**Passage to read**
[Start of Attachment]

DJ Bobbihana

This was my first attempt at making a music video! We’d planned on this elaborate Harlem Shake video but didn’t get enough people to show up in crazy costumes to make it worthwhile so we just ran with an interview with DJ Bobbihana.
I’m Dj Bobbihana (spells name)

UnderCurrent Atlanta: What made you want to become a DJ?

DJ B: It was a point for me as a DJ where I wanted to be a Hip-Hop DJ you know because I mean, that’s where DJ’ing has its roots in Hip-Hop…if you love music you can do anything with it and I started getting influenced by, of course,  the traditional DJ’s I guess you can call them and realizing their styles of music and you go digging for what they put in their playlist you know you’re like I’ve never heard that song before and you go out there and you find it and you’re like, this is nowhere near Hip-Hop you know what I mean, you’re like in the folk lore area like “The Carpenters?”, it doesn’t make sense but at the same time, you throw a beat to it and everybody else enjoys it. Like I just love music period you know and I didn’t have lessons, I didn’t do a lot of different things when it came to…much, I just knew I wanted to be around music and surrounded by it, immersed in it, swimming in it, you know what I mean in that aspect, that’s all I wanted.

UCA: So you were around alot of music as a kid?

DJ B: My dad was a “real DJ”, my mom was not a “real DJ” but you could never tell the difference between the two which I always thought was amazing; like my mom was more of a mixtape type DJ and my dad was more of a club DJ so when they spun and they did whatever, I always grew up around music

My dad’s Saint Lucia, my mom’s from Jamaica so you know I heard all different styles of music

UCA: What’s it like performing for an audience?

[End of Attachment]

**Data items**
[Start of Attachment]

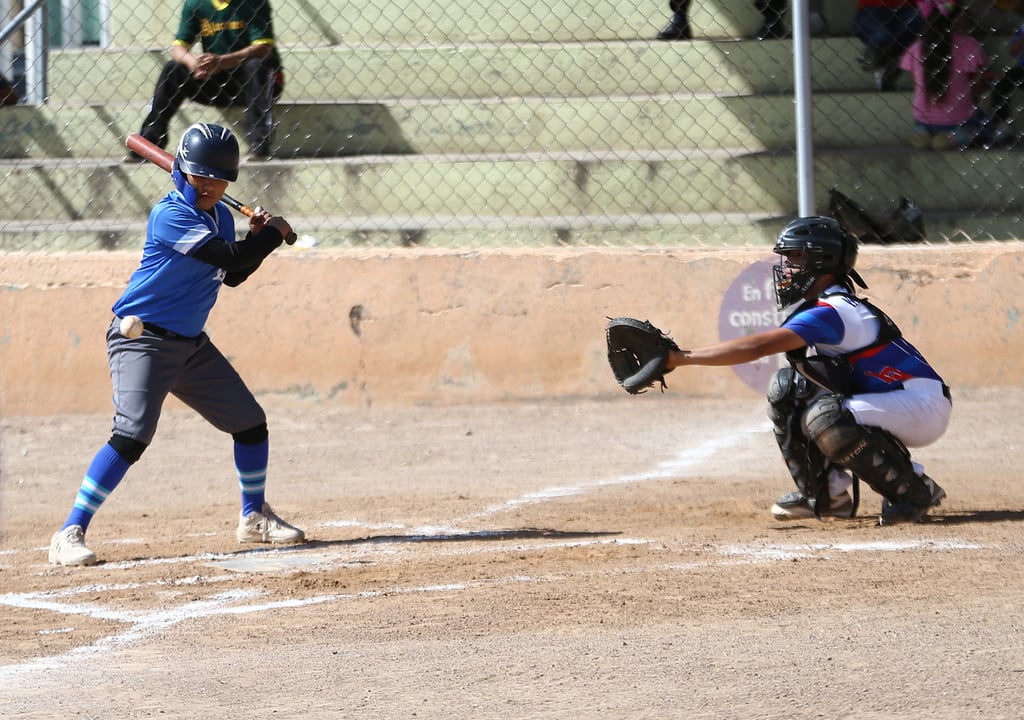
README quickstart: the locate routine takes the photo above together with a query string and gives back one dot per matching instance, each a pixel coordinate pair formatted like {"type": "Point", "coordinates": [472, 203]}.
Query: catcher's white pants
{"type": "Point", "coordinates": [918, 415]}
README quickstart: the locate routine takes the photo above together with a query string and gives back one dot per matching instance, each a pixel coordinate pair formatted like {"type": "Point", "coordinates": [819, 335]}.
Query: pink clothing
{"type": "Point", "coordinates": [957, 106]}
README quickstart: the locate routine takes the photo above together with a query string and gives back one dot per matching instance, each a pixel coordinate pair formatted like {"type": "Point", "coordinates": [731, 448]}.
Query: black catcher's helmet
{"type": "Point", "coordinates": [827, 249]}
{"type": "Point", "coordinates": [209, 151]}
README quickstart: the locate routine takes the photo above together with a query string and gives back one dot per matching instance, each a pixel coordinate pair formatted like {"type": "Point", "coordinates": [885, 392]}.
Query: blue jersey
{"type": "Point", "coordinates": [170, 288]}
{"type": "Point", "coordinates": [840, 325]}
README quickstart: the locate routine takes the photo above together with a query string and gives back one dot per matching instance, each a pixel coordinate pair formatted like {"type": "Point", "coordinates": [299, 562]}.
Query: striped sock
{"type": "Point", "coordinates": [250, 463]}
{"type": "Point", "coordinates": [104, 473]}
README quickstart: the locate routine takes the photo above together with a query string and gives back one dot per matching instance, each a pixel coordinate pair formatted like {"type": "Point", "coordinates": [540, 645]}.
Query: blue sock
{"type": "Point", "coordinates": [250, 463]}
{"type": "Point", "coordinates": [104, 473]}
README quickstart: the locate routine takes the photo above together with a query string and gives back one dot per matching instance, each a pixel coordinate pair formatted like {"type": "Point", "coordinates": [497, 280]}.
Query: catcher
{"type": "Point", "coordinates": [856, 393]}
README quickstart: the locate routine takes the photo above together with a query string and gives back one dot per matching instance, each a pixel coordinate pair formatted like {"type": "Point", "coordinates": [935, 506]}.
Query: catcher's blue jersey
{"type": "Point", "coordinates": [841, 325]}
{"type": "Point", "coordinates": [170, 288]}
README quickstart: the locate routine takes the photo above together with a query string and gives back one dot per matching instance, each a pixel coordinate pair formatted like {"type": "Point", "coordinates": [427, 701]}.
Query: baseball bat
{"type": "Point", "coordinates": [165, 161]}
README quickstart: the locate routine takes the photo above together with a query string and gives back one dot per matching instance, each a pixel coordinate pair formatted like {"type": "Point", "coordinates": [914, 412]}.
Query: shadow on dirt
{"type": "Point", "coordinates": [963, 518]}
{"type": "Point", "coordinates": [474, 536]}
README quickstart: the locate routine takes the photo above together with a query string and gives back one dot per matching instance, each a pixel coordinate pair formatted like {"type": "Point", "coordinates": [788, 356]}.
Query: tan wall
{"type": "Point", "coordinates": [464, 327]}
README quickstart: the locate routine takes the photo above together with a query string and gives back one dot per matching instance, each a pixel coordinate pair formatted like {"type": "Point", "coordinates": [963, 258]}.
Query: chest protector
{"type": "Point", "coordinates": [835, 374]}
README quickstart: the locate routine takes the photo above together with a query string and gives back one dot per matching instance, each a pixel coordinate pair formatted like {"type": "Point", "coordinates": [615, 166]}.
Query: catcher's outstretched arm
{"type": "Point", "coordinates": [738, 350]}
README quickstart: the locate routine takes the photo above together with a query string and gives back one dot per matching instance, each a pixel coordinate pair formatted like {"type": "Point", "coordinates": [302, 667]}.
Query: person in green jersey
{"type": "Point", "coordinates": [239, 66]}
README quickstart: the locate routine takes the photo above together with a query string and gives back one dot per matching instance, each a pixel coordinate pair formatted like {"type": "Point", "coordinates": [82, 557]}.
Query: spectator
{"type": "Point", "coordinates": [948, 69]}
{"type": "Point", "coordinates": [772, 27]}
{"type": "Point", "coordinates": [8, 95]}
{"type": "Point", "coordinates": [239, 67]}
{"type": "Point", "coordinates": [887, 28]}
{"type": "Point", "coordinates": [1003, 92]}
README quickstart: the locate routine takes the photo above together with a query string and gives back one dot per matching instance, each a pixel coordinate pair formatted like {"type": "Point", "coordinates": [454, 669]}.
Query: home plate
{"type": "Point", "coordinates": [267, 562]}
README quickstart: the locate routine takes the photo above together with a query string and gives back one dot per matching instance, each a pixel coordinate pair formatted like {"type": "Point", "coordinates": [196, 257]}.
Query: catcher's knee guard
{"type": "Point", "coordinates": [876, 456]}
{"type": "Point", "coordinates": [788, 394]}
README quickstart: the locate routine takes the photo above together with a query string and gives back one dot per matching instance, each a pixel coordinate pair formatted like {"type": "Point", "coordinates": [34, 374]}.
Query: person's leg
{"type": "Point", "coordinates": [173, 86]}
{"type": "Point", "coordinates": [788, 396]}
{"type": "Point", "coordinates": [259, 85]}
{"type": "Point", "coordinates": [212, 387]}
{"type": "Point", "coordinates": [773, 27]}
{"type": "Point", "coordinates": [679, 26]}
{"type": "Point", "coordinates": [876, 455]}
{"type": "Point", "coordinates": [1003, 92]}
{"type": "Point", "coordinates": [140, 377]}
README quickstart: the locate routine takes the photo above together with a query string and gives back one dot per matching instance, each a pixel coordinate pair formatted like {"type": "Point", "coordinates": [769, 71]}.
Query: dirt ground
{"type": "Point", "coordinates": [578, 558]}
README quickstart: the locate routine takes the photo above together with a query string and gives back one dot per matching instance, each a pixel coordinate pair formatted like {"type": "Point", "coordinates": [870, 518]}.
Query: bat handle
{"type": "Point", "coordinates": [289, 239]}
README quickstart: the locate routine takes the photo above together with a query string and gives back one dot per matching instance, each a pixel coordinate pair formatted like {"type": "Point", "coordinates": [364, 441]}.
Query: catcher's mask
{"type": "Point", "coordinates": [810, 248]}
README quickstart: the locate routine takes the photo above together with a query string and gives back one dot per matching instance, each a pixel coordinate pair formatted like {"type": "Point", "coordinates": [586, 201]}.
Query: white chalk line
{"type": "Point", "coordinates": [146, 624]}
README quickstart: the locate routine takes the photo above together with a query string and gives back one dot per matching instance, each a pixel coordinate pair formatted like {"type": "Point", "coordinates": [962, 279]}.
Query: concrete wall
{"type": "Point", "coordinates": [398, 327]}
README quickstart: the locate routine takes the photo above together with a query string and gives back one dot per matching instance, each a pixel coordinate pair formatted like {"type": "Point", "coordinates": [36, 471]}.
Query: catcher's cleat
{"type": "Point", "coordinates": [266, 526]}
{"type": "Point", "coordinates": [895, 513]}
{"type": "Point", "coordinates": [68, 548]}
{"type": "Point", "coordinates": [794, 506]}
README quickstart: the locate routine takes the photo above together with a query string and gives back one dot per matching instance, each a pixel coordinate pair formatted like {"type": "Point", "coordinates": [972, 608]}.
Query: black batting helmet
{"type": "Point", "coordinates": [209, 151]}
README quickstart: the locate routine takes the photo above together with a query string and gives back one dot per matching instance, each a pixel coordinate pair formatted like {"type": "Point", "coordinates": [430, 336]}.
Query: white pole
{"type": "Point", "coordinates": [802, 78]}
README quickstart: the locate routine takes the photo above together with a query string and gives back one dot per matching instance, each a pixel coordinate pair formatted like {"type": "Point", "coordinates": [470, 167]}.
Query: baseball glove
{"type": "Point", "coordinates": [638, 353]}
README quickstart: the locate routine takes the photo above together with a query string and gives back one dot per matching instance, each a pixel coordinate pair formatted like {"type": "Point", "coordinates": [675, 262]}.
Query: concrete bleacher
{"type": "Point", "coordinates": [501, 126]}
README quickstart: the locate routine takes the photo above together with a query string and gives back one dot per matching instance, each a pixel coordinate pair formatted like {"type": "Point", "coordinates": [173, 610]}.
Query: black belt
{"type": "Point", "coordinates": [165, 333]}
{"type": "Point", "coordinates": [161, 332]}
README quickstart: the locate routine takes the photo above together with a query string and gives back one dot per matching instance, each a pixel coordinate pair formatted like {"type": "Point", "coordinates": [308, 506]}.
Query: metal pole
{"type": "Point", "coordinates": [36, 54]}
{"type": "Point", "coordinates": [802, 77]}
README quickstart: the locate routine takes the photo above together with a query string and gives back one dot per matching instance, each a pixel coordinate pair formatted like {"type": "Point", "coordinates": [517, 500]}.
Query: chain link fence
{"type": "Point", "coordinates": [472, 124]}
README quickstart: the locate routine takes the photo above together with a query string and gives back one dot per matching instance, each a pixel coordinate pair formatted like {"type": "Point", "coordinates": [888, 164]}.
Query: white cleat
{"type": "Point", "coordinates": [265, 526]}
{"type": "Point", "coordinates": [68, 548]}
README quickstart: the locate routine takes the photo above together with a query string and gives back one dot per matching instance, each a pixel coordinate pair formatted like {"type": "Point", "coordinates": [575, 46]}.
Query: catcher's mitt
{"type": "Point", "coordinates": [638, 353]}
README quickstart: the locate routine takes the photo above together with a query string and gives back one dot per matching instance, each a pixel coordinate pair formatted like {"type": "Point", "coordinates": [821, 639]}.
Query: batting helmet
{"type": "Point", "coordinates": [826, 249]}
{"type": "Point", "coordinates": [209, 151]}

[End of Attachment]

**Exercise description**
Extend the DJ Bobbihana interview, starting right after its last line. The lines in the data items stand apart from the DJ Bobbihana interview and are not part of it.

**Exercise result**
DJ B: When you can go out to a crowd and know you’ve been hitting this music for so long in your basement or around other people and they appreciate it but when you get a crowd and they just go nuts for it you’re like man, this was all worth it

UCA: What kind of equipment are you using and how does it compare to old skool DJ’ing?

Right now I have a Newark NS 7 which is a digital interface USB controlled but I mean its platters, they spin and you can touch them and scratch them

I don’t knock up and coming DJ’s for the simple fact that it’s hard, it’s always been hard. The 70’s when you were grabbing mom and dad’s Technics or Gemini’s I mean, mom and dad didn’t have Technics sitting at the house, if they did, you were doing great. It doesn’t mean that just because you’re on a laptop or what everybody basically says is not industry standard doesn’t mean you’re not a real DJ cause it’s really there.